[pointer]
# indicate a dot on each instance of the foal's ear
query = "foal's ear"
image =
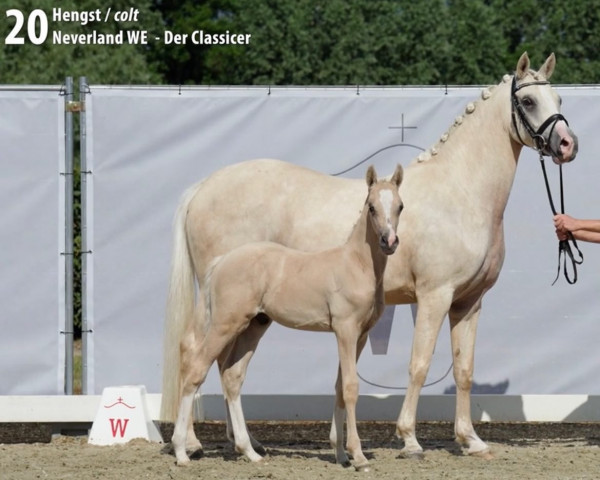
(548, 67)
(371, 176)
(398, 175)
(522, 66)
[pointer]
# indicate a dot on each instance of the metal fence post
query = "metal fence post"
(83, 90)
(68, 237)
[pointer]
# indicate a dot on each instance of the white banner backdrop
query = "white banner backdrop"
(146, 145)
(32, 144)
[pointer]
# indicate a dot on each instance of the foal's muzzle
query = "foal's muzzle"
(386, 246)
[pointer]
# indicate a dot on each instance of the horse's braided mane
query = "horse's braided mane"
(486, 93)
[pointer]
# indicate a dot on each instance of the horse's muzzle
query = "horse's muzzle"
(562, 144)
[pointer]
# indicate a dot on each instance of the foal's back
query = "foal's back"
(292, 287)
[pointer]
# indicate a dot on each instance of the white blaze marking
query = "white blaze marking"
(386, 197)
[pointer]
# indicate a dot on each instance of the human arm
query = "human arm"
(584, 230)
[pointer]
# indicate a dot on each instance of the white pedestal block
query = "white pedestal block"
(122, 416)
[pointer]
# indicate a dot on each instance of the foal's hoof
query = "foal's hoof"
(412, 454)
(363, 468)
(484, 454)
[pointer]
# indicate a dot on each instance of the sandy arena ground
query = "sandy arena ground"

> What is expected
Exact duplication of all the records is required; pictures are omitted from the copy.

> Task output
[pointer]
# indicate a dot on each instance of the foal's ear
query = "foal's ear"
image =
(548, 67)
(371, 176)
(398, 175)
(522, 66)
[pointer]
# indicate a dot on each instance of the metal fence post
query = "metal fence post"
(83, 90)
(68, 237)
[pointer]
# indicate a dot on each instance of the white banner backdrop
query = "white banner backdrop"
(146, 145)
(32, 144)
[pointer]
# indicate a dot on each instance of the foal's muzzle
query = "foal's muzzle"
(386, 246)
[pointer]
# indicate a dot on each instance of the horse's braided mane
query = "horse's braided mane"
(486, 93)
[pointer]
# indicate a dot on each instance of the horse's muzzle
query = "horse's muzzle"
(562, 144)
[pointer]
# indicate a dot on each instance of the foal's back
query = "foal's back"
(292, 287)
[pointer]
# indicate a dot on each instance of the white blaze marking
query = "white blaze marking"
(386, 197)
[pointer]
# indicate a dot on each instance of the human arm
query = "human arm"
(584, 230)
[pointer]
# indicate a dot on each instance of the white pedestal block
query = "white pedestal block"
(122, 416)
[pointer]
# indicate a dot on each instance of the foal's hoof
query = "foal's hoof"
(412, 454)
(363, 468)
(484, 454)
[pointer]
# indicate a dot on each instance of the sandy arena ground
query = "sandy arena ground"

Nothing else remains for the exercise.